### DATA LINES ###
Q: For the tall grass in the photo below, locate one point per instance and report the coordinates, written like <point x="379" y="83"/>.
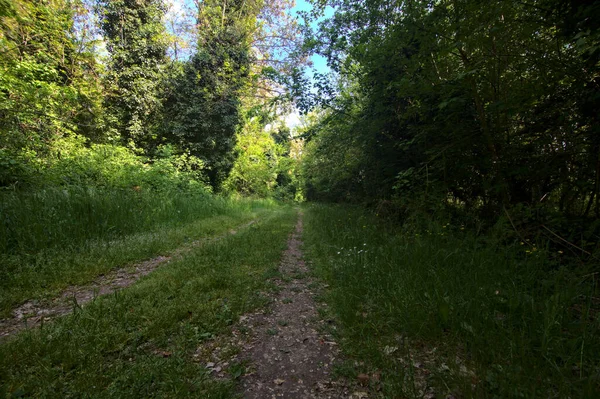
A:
<point x="484" y="320"/>
<point x="32" y="221"/>
<point x="153" y="339"/>
<point x="53" y="237"/>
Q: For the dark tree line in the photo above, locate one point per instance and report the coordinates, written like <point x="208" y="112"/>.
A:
<point x="485" y="105"/>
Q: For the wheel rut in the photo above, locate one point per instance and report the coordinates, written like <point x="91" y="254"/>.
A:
<point x="34" y="313"/>
<point x="288" y="354"/>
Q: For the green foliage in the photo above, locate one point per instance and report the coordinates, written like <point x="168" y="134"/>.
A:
<point x="489" y="105"/>
<point x="48" y="88"/>
<point x="256" y="166"/>
<point x="202" y="112"/>
<point x="467" y="315"/>
<point x="137" y="43"/>
<point x="117" y="346"/>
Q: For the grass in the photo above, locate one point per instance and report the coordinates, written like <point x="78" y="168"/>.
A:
<point x="470" y="317"/>
<point x="141" y="341"/>
<point x="55" y="238"/>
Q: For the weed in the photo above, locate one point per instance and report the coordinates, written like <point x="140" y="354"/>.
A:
<point x="107" y="349"/>
<point x="454" y="311"/>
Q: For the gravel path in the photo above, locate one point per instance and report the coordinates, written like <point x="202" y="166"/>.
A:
<point x="288" y="355"/>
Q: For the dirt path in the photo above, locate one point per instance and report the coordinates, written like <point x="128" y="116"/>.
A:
<point x="33" y="313"/>
<point x="288" y="356"/>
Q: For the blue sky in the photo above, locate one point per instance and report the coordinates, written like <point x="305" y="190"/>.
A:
<point x="319" y="62"/>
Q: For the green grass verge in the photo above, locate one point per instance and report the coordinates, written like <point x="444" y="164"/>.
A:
<point x="113" y="347"/>
<point x="470" y="316"/>
<point x="59" y="238"/>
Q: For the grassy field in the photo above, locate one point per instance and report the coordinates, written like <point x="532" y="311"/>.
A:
<point x="54" y="238"/>
<point x="442" y="307"/>
<point x="140" y="342"/>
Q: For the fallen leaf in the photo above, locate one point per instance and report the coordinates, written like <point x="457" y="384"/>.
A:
<point x="363" y="379"/>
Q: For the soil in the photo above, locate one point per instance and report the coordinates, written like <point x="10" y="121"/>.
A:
<point x="288" y="353"/>
<point x="33" y="313"/>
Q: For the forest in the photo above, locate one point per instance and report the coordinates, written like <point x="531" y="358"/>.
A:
<point x="431" y="166"/>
###
Give the data again exactly as written, with all pictures left out.

Q: For the tall grass in the photo below, locate one point per instance and report the coordinates, written like <point x="379" y="83"/>.
A:
<point x="484" y="320"/>
<point x="32" y="221"/>
<point x="153" y="339"/>
<point x="53" y="237"/>
Q: For the dark tree line in the photo above, locate one point per instance and report the coordinates, written like <point x="208" y="112"/>.
A:
<point x="485" y="105"/>
Q: For the wheel rut in the photo above, locate one point per instance and report the coordinates, written like <point x="91" y="254"/>.
A:
<point x="34" y="313"/>
<point x="288" y="354"/>
Q: For the green foliage in the photo above, locate one point per instance and report the coordinates, written like <point x="168" y="134"/>.
A:
<point x="489" y="105"/>
<point x="48" y="88"/>
<point x="256" y="166"/>
<point x="202" y="112"/>
<point x="467" y="315"/>
<point x="137" y="43"/>
<point x="117" y="346"/>
Q: For the grass in the photo above, locate one point per instance and report the coordinates, written like <point x="78" y="168"/>.
A:
<point x="470" y="317"/>
<point x="141" y="341"/>
<point x="55" y="238"/>
Q: For the weed in the photo above, locate one point per instance and report the coordinates, written like <point x="140" y="354"/>.
A:
<point x="107" y="349"/>
<point x="454" y="311"/>
Q: For the gravel path in the photo above, locate one point per instance and report the coordinates, written like <point x="202" y="166"/>.
A:
<point x="288" y="355"/>
Q: For the dirt path in the photo above, locate one point per instance and report the coordinates, written like <point x="128" y="116"/>.
A:
<point x="33" y="313"/>
<point x="288" y="356"/>
Q: For the blue sky in the photo above, locate one point per instance and report the coordinates, written like <point x="305" y="190"/>.
A:
<point x="319" y="62"/>
Q: For the green grass verge in the photo above, locate one point per instance and report the coordinates, written like <point x="444" y="164"/>.
A:
<point x="113" y="347"/>
<point x="470" y="316"/>
<point x="59" y="238"/>
Q: For the grassy field in the photo above, locate one point per instance and report the coordinates, written like <point x="532" y="311"/>.
A:
<point x="54" y="238"/>
<point x="442" y="307"/>
<point x="140" y="342"/>
Q: For the fallen leaf in the photo above, locate one point per instance and report the coordinates, written like <point x="457" y="384"/>.
A:
<point x="363" y="379"/>
Q: For the soil in the photo above, locate one point per instance and report the coordinates, written like <point x="10" y="121"/>.
A:
<point x="288" y="353"/>
<point x="33" y="313"/>
Q: For the forest in the photo above, locate one point per instance and report the coordinates, written like <point x="531" y="358"/>.
A:
<point x="431" y="166"/>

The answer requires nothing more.